** BEGIN QUOTED TEXT **

Phở expert speaking in Singapore
One of the coolest projects that my darling wife S and I enjoyed working on last year was the development of a series of public programs on food and culture for the National Museum of Singapore. All of the courses last year were sold out and all were loads of fun. We ran chocolate tastings with Valrhona’s regional pastry chef; had a bespoke mixologist run through the history of cocktails, accompanied by tastings of course; ran a very well-attended modern etiquette workshop; and got famed local foodie Christopher Tan to speak about the different ways that a mortar and pestle are used in Southeast Asian cuisine.
This April, we’re launching a whole new line-up of programs for 2008. Some of the most popular – like our chocolate tasting – will be repeated, but for the most part, many are brand new. Several are also tangentially linked to exhibitions that the Museum will be organizing. The very first event this year is titled “The Story of Phở, The Story of a Nation”.

** END QUOTED TEXT **
** BEGIN EXTRACTED ENTRIES **

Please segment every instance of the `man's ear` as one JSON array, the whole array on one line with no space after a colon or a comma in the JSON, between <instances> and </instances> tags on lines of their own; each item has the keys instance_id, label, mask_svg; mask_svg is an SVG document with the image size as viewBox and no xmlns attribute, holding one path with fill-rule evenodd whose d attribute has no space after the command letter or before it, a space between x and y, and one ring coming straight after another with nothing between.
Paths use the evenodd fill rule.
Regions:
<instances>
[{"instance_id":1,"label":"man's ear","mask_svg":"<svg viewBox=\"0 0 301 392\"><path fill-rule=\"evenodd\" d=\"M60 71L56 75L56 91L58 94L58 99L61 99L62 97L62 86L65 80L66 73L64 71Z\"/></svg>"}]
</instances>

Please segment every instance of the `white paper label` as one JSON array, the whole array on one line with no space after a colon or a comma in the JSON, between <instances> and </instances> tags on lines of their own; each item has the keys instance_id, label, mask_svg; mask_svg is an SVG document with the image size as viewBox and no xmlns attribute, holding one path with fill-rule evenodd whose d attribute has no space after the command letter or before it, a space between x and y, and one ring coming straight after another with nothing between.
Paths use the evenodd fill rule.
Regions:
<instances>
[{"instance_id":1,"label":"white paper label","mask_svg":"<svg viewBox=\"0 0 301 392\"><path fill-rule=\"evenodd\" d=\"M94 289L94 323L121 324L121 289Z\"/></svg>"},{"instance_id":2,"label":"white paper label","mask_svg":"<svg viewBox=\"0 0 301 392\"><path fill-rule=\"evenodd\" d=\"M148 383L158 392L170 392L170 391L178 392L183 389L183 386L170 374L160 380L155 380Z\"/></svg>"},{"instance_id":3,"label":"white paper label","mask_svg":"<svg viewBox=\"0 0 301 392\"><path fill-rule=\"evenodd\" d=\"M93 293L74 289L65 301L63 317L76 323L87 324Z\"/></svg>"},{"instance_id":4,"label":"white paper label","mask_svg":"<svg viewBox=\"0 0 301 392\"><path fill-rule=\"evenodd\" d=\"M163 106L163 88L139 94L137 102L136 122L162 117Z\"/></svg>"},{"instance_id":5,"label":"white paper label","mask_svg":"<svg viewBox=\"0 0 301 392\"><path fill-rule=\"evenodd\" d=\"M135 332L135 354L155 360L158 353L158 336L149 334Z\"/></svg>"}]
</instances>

** END EXTRACTED ENTRIES **

[PROMPT]
Reproduce the passage on the museum's food and culture programs, everything from "Phở expert speaking" down to "Southeast Asian cuisine.". You won't need the material here.

[REPLY TO THE TASK]
Phở expert speaking in Singapore
One of the coolest projects that my darling wife S and I enjoyed working on last year was the development of a series of public programs on food and culture for the National Museum of Singapore. All of the courses last year were sold out and all were loads of fun. We ran chocolate tastings with Valrhona’s regional pastry chef; had a bespoke mixologist run through the history of cocktails, accompanied by tastings of course; ran a very well-attended modern etiquette workshop; and got famed local foodie Christopher Tan to speak about the different ways that a mortar and pestle are used in Southeast Asian cuisine.